## Problem set
- 1) Answer these questions using the article on cardiofaciocutaneous syndrome:
(a) In what year was the syndrome first described?
(b) What share of patients have heart malformations?
(c) The genes mutated in this syndrome, Costello syndrome and Noonan syndrome encode proteins that function in which pathway?
- 2) Reproduce word for word the portion of the cardiofaciocutaneous syndrome article between "- Heart malformations" and "or more toes)", inclusive.

- Cardiofaciocutaneous syndrome is inherited in an autosomal dominant manner
- Specialty: Medical genetics
- Differential diagnosis: Costello syndrome Ectodermal dysplasia Noonan syndrome Noonan syndrome-like disorder with loose anagen hair

= Cardiofaciocutaneous syndrome =

Cardiofaciocutaneous (CFC) syndrome is an extremely rare genetic disorder, and is one of the RASopathies. It was first described in 1986.

It is characterized by the following:

- Distinctive facial appearance
- Unusually sparse, brittle, curly scalp hair
- A range of skin abnormalities from dermatitis to thick, scaly skin over the entire body (generalized ichthyosis)
- Heart malformations in over 75% of patients (congenital or appearing later), especially an obstruction of the normal flow of blood from the lower right ventricle of the heart to the lungs (valvar pulmonary stenosis)
- Growth delays
- Feeding problems associated with severe gastroesophageal reflux disease (GERD)
- Foot abnormalities (extra toe or fusion of two or more toes)
- Intellectual disability
- Failure to thrive

==Presentation==
=== Head ===
Individuals with the disorder usually have distinctive malformations of the craniofacial area including an unusually large head (macrocephaly), prominent forehead, and abnormal narrowing of both sides of the forehead (bitemporal constriction); The nose can be upturned and short with a low nasal bridge; and large ears that are abnormally rotated toward the back of the head. In many cases, affected individuals also have downward slanting eyelid folds, widely spaced eyes, drooping of the upper eyelids, inward deviation of the eyes, and other eye abnormalities including absent eyebrows and eyelashes.
==Genetic ==
Costello and Noonan syndrome are similar to CFC and their phenotypic overlap may be due to the biochemical relationship of the genes mutated in each syndrome. Genes that are mutated in all three of these syndromes encode proteins that function in the MAP kinase pathway.

## Supplied entries
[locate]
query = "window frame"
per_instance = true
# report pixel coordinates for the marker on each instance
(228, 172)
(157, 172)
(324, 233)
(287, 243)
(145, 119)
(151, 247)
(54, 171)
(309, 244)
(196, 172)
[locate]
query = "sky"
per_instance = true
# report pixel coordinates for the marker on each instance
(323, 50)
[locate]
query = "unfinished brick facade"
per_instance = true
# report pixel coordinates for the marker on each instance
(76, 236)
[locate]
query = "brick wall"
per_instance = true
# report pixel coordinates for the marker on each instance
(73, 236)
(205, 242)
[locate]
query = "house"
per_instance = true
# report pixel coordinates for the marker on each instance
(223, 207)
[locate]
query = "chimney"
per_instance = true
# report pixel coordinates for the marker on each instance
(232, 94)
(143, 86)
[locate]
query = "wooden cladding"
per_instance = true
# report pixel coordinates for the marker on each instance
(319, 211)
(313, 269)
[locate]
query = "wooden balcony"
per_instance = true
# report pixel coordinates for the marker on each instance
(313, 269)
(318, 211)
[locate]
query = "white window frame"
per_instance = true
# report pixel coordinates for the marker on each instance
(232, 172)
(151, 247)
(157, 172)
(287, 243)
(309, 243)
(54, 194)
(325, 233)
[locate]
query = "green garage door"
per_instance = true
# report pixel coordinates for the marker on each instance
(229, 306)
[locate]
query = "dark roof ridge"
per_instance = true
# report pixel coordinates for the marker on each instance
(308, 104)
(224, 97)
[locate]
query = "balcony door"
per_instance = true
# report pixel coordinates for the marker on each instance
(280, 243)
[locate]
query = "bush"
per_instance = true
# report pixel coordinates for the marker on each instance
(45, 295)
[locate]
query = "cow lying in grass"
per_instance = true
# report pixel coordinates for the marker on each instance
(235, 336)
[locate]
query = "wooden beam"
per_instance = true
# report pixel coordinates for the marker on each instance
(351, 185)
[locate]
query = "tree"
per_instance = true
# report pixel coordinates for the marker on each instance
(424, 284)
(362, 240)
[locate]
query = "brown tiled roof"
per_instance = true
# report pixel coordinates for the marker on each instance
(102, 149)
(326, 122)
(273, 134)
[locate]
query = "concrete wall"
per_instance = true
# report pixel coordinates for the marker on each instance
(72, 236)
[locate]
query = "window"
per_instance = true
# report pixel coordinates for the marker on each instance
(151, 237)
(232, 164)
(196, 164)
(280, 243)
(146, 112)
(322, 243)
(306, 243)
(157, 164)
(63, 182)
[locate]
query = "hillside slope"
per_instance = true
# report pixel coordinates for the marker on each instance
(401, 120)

## Task responses
- 1)
(a) 1986
(b) Over 75%
(c) The MAP kinase pathway

- 2)
- Heart malformations in over 75% of patients (congenital or appearing later), especially an obstruction of the normal flow of blood from the lower right ventricle of the heart to the lungs (valvar pulmonary stenosis)
- Growth delays
- Feeding problems associated with severe gastroesophageal reflux disease (GERD)
- Foot abnormalities (extra toe or fusion of two or more toes)